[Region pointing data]

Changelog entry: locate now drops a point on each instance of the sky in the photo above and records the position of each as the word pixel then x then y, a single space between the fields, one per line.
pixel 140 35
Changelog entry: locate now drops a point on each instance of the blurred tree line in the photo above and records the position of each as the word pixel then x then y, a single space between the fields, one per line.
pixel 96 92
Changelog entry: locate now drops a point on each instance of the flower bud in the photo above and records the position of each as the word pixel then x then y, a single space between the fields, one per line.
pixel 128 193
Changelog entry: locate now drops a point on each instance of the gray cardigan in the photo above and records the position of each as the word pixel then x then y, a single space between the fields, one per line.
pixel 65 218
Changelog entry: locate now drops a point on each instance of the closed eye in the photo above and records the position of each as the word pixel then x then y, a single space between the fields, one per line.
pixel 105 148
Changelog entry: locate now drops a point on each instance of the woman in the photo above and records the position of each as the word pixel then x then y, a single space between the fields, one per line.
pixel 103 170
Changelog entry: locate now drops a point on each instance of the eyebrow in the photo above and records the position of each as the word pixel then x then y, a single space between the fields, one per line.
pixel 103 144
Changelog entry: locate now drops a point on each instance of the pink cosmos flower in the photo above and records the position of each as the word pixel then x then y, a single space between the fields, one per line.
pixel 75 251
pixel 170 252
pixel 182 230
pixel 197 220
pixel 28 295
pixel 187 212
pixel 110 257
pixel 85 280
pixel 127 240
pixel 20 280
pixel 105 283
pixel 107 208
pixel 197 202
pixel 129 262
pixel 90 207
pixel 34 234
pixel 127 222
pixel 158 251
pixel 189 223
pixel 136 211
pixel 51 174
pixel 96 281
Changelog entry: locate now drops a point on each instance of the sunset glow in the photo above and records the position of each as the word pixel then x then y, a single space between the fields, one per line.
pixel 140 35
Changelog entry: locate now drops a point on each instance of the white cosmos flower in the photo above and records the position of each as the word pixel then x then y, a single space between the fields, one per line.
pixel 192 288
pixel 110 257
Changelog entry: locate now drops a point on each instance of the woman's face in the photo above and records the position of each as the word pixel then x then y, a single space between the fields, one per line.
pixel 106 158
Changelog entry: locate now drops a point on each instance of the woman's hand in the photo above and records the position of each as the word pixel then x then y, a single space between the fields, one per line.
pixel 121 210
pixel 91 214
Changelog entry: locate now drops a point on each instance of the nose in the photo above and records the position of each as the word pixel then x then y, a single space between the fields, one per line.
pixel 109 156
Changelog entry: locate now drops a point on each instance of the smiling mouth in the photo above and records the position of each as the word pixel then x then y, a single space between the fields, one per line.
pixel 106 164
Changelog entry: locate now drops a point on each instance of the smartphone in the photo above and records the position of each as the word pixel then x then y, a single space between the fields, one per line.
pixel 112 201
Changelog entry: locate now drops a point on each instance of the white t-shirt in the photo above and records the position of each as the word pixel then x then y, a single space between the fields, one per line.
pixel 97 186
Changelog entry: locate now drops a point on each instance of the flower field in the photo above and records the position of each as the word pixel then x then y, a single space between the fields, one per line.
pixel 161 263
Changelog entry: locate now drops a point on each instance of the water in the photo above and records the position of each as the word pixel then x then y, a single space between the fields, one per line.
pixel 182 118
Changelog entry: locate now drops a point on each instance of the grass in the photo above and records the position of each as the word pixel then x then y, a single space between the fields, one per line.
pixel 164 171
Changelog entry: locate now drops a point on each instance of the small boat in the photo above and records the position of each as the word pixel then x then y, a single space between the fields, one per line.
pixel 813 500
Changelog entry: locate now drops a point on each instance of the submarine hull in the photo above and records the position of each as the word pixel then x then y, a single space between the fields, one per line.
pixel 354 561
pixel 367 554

▸ **Task objective**: Word for word, give back all of the records.

▸ **Result of this task**:
Changelog entry: locate now drops a point on each instance of the sky in the photo above and records the position of each as the word pixel then x then y, a single space between the fields, one per line.
pixel 140 35
Changelog entry: locate now drops a point on each instance of the blurred tree line in the photo above and records the position of each as the word pixel then x then y, a single space between the fields, one per line.
pixel 96 92
Changelog entry: locate now drops a point on each instance of the flower bud in the photo above and records the position of each as the word pixel then x then y, a single space between the fields, one per line.
pixel 128 193
Changelog entry: locate now drops a point on each instance of the gray cardigan in the photo above and records the position of each as the word pixel then x then y, a single space between the fields, one per line.
pixel 65 218
Changelog entry: locate now drops a point on each instance of the closed eye in the photo above and records the position of each as the word pixel then x then y, a single space between the fields, one per line.
pixel 105 148
Changelog entry: locate now drops a point on each instance of the woman in the photo above and records the position of each as the word pixel then x then y, a single space between the fields, one per line.
pixel 103 170
Changelog entry: locate now drops a point on each instance of the eyebrow in the photo above and records the position of each as the word pixel then x then y, a single space between the fields, one per line.
pixel 103 144
Changelog entry: locate now drops a point on each instance of the pink cosmos flower in the photo above and records the position of each as the word pixel then x then y, a single space between the fields, one per line.
pixel 75 251
pixel 170 252
pixel 182 230
pixel 197 220
pixel 28 295
pixel 187 212
pixel 110 257
pixel 85 280
pixel 127 240
pixel 20 280
pixel 105 283
pixel 107 208
pixel 197 202
pixel 129 262
pixel 90 207
pixel 34 234
pixel 127 222
pixel 158 251
pixel 189 223
pixel 136 211
pixel 51 174
pixel 96 281
Changelog entry: locate now drops a point on each instance of the sunset glow in the photo above and records the position of each as the word pixel then x then y, a single space between the fields, one per line.
pixel 140 35
Changelog entry: locate now drops a point on each instance of the white cosmos flower in the photo above and records the position of each as the word pixel then x then y, a single space between the fields, one per line.
pixel 192 288
pixel 110 257
Changelog entry: locate now drops a point on each instance of the woman's face in the photo above and records the position of each as the word pixel then x then y, a single space between the fields, one per line.
pixel 106 158
Changelog entry: locate now drops a point on each instance of the woman's hand in the photo above and records the position of each as the word pixel then x then y, a single space between the fields, one per line.
pixel 121 210
pixel 91 214
Changelog entry: locate now drops a point on each instance of the nose in the photo above and records the position of each as the word pixel then x then y, a single space between the fields, one per line.
pixel 109 156
Changelog entry: locate now drops a point on each instance of the smiling mouth in the photo above and records the position of each as the word pixel then x then y, a single space between the fields, one per line.
pixel 106 164
Changelog entry: locate now drops a point on each instance of the smartphone in the photo above and records the position of each as the word pixel then x then y, a single space between the fields, one per line.
pixel 112 201
Changelog entry: locate now drops a point on each instance of the white t-shirt in the photo above and records the position of each as the word pixel then x then y, a single space between the fields, one per line.
pixel 97 186
Changelog entry: locate now drops a point on each instance of the flower field in the photo above and records the position of each as the word pixel then x then y, a single space between the fields, one per line.
pixel 161 263
Changelog entry: locate now drops a point on each instance of the water in the photo above and records the position of each as the word pixel then x then y, a single space between the fields, one per line.
pixel 182 118
Changelog entry: locate now drops a point on each instance of the grass in the photo above and records the position of each as the word pixel then x then y, a single space between the fields, one per line.
pixel 164 171
Changelog entry: locate now drops a point on each instance of the small boat in the photo above and records the position of each as the word pixel then x then y, a single space between the fields, one per line.
pixel 813 500
Changelog entry: locate now drops a point on each instance of the submarine hull in the photo above and records the position of each as the word pixel then x then y, a single space between the fields, one per line.
pixel 354 561
pixel 367 554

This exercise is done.